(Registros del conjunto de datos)
—————
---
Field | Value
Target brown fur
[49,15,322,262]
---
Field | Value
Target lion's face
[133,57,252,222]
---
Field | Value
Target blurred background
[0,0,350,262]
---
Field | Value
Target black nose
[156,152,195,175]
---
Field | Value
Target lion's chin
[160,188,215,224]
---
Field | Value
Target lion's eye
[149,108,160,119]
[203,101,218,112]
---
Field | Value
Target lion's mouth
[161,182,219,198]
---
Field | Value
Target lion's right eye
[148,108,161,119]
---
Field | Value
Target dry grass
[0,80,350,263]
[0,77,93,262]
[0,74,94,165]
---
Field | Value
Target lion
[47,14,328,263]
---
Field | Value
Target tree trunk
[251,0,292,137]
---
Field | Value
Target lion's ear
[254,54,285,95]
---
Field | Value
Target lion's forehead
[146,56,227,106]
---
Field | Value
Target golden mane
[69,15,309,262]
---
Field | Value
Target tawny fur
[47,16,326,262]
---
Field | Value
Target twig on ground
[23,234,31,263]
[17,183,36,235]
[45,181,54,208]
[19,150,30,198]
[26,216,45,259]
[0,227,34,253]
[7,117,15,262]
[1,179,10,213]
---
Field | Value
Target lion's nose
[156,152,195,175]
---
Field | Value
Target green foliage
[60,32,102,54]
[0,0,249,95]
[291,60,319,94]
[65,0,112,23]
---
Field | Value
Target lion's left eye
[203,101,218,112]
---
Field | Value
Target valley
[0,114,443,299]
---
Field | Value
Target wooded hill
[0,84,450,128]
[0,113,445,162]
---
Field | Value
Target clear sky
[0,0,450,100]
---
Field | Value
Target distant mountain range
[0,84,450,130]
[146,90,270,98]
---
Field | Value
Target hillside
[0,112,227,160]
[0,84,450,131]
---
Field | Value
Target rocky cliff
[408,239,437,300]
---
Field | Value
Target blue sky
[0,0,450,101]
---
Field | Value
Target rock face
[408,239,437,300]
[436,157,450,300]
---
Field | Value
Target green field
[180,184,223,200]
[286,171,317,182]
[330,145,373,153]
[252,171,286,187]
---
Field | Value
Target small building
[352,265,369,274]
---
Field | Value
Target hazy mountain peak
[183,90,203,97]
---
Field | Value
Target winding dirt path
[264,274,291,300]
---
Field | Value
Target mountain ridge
—————
Por favor, vuelve a escribir todas las filas de arriba cambiando "Target" por "Objeto" y dejando todo lo demás igual.

---
Field | Value
Objeto brown fur
[49,15,322,262]
---
Field | Value
Objeto lion's face
[133,57,252,222]
---
Field | Value
Objeto blurred background
[0,0,350,262]
---
Field | Value
Objeto black nose
[156,152,195,175]
---
Field | Value
Objeto lion's chin
[160,188,215,224]
---
Field | Value
Objeto lion's eye
[149,108,160,119]
[203,101,218,112]
---
Field | Value
Objeto lion's mouth
[161,182,219,198]
---
Field | Value
Objeto lion's right eye
[148,108,161,119]
---
Field | Value
Objeto dry grass
[0,80,350,263]
[0,77,93,262]
[0,74,94,165]
---
Field | Value
Objeto lion
[47,14,328,263]
---
Field | Value
Objeto tree trunk
[251,0,292,137]
---
Field | Value
Objeto lion's ear
[254,54,285,95]
---
Field | Value
Objeto lion's forehead
[146,56,227,106]
---
Field | Value
Objeto golden mane
[69,15,309,262]
---
Field | Value
Objeto tawny fur
[47,16,326,262]
---
Field | Value
Objeto twig on ground
[23,234,31,263]
[17,183,36,235]
[45,181,54,208]
[19,150,30,198]
[26,216,45,259]
[0,227,34,253]
[7,117,15,262]
[1,179,10,213]
---
Field | Value
Objeto lion's nose
[156,152,195,175]
---
Field | Value
Objeto green foliage
[60,32,102,54]
[0,0,249,95]
[291,60,319,94]
[65,0,112,23]
---
Field | Value
Objeto lion's left eye
[203,101,218,112]
---
Field | Value
Objeto valley
[0,114,443,299]
---
Field | Value
Objeto wooded hill
[0,84,450,128]
[0,113,445,162]
---
Field | Value
Objeto clear sky
[0,0,450,100]
---
Field | Value
Objeto distant mountain range
[0,84,450,130]
[146,90,270,98]
---
Field | Value
Objeto hillside
[0,112,227,160]
[0,84,450,131]
---
Field | Value
Objeto rocky cliff
[408,239,437,300]
---
Field | Value
Objeto blue sky
[0,0,450,101]
---
Field | Value
Objeto rock face
[408,239,437,300]
[436,157,450,300]
---
Field | Value
Objeto green field
[180,184,223,200]
[286,171,317,182]
[330,145,373,153]
[252,171,286,187]
---
Field | Value
Objeto small building
[352,265,369,274]
---
Field | Value
Objeto hazy mountain peak
[183,90,203,97]
---
Field | Value
Objeto winding dirt path
[264,274,291,300]
---
Field | Value
Objeto mountain ridge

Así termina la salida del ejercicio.